>> begin Passage shown

Menu
10.06.2021 10.06.2021 - 20:00

Symposium: The Architecture of Sex

The Architecture of Sex symposium explores some of the many questions and ambiguities in the work Cruising Gezi Park (2021) by Kübra Uzun and Simon(e) van Saarloos. Topics range from ableist architecture and surveillance technologies, to sexual communication and disobedience in the city.

 

In the audio installation Uzun and Van Saarloos take a walk through Gezi Park, Istanbul. Since the protests in 2013, the park is continuously surrounded by police and few dark spots are left, because trees and shrubs are cut. You can listen to Kübra’s memories, visiting the park as a teenage boy for sex, in the exhibition Refresh Amsterdam and online. In the audio installation, Kübra’s voice interweaves with the sounds of Amsterdam’s Oosterpark, of trees and shrubs being trimmed and cut, which is also lit up by an increasing amount of street lights. Similarly to Istanbul, these “cleaning” measures are portrayed as protection for gay cruisers and white women. The audio installation’s fake grass marks the violence of gentrification, as well as celebrating the queer and drag appreciation of artificial aesthetics. The red light in the installation both refers to the color of nationalism in Turkey and the increasingly gentrified Red-Light district in Amsterdam.

>> end Passage shown

**Stated problem A:**
Answer these questions about the symposium text, giving each answer on its own line with the matching mark.
(i) Who created the work Cruising Gezi Park?
(ii) Since which year has Gezi Park been continuously surrounded by police?
(iii) What two things does the red light in the installation refer to?
**Stated problem B:** Extend the text on The Architecture of Sex symposium with the next part, picking up after its final sentence.

>> begin Information shown

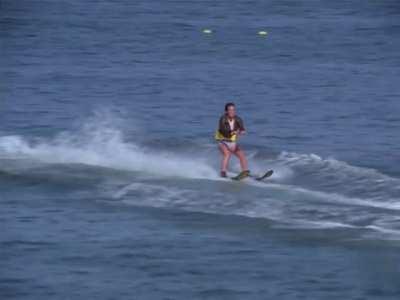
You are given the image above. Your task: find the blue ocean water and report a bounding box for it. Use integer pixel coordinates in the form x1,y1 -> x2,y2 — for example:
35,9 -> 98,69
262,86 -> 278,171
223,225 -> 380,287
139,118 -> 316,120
0,0 -> 400,299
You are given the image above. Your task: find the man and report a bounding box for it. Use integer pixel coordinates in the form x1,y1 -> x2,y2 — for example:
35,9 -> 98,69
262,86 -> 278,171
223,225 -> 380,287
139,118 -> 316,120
215,102 -> 250,179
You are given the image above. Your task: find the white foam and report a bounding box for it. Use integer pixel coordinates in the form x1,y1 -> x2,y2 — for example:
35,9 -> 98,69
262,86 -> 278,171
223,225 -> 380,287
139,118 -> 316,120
0,118 -> 216,178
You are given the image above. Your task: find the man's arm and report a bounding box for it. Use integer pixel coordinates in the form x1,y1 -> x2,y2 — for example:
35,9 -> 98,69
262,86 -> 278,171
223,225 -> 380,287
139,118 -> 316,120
237,117 -> 246,134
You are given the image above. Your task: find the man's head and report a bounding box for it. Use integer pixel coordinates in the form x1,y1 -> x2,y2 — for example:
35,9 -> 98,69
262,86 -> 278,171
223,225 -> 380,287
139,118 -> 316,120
225,102 -> 236,118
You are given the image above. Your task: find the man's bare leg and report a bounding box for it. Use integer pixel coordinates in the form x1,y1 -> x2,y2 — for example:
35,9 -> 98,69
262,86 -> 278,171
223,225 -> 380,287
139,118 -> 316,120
235,149 -> 249,171
218,144 -> 232,173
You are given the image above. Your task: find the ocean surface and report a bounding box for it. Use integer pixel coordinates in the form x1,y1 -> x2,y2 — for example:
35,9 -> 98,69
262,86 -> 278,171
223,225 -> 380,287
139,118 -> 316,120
0,0 -> 400,300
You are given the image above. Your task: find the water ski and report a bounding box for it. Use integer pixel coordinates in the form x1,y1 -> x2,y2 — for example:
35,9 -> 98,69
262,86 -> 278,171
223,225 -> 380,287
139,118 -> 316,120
231,170 -> 274,181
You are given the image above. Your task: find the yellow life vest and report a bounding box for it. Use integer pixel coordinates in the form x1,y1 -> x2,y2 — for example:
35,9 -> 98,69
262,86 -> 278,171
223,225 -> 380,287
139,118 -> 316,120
214,130 -> 237,142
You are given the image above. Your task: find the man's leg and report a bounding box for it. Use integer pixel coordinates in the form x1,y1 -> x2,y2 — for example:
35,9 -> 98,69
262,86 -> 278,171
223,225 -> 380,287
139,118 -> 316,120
218,143 -> 232,172
235,148 -> 249,171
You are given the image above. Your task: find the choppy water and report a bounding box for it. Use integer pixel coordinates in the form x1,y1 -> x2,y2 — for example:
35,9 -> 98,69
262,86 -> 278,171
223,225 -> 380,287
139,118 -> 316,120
0,0 -> 400,299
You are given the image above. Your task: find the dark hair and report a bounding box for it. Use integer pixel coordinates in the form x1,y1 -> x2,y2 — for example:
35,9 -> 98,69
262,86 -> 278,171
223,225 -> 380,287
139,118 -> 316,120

>> end Information shown

**Written answer A:**
(i) Kübra Uzun and Simon(e) van Saarloos
(ii) 2013
(iii) The color of nationalism in Turkey and the increasingly gentrified Red-Light district in Amsterdam

**Written answer B:**
With Kübra Uzun, Jeanette Chedda, Tracian Meikle, Benjamin Asante, René Boer, Kevin Gotkin and Sophie Lewis.

The symposium will be broadcasted on June 10th at 20:00 and will remain freely accessible online. The symposium will be in English and will be subtitled in English. If you have any questions or concerns regarding accessibility, please send an email to publieksprogramma@amsterdammuseum.nl 

*The symposium’s title is inspired by Paul B. Preciado’s essay “The Architecture of Sex” (2018), published in The Funambulist. Previously, Preciado presented the text during the 2017 Brenno Premsela Lecture at Het Nieuwe Instituut. Preciado gave permission for the use of his essay title for this symposium.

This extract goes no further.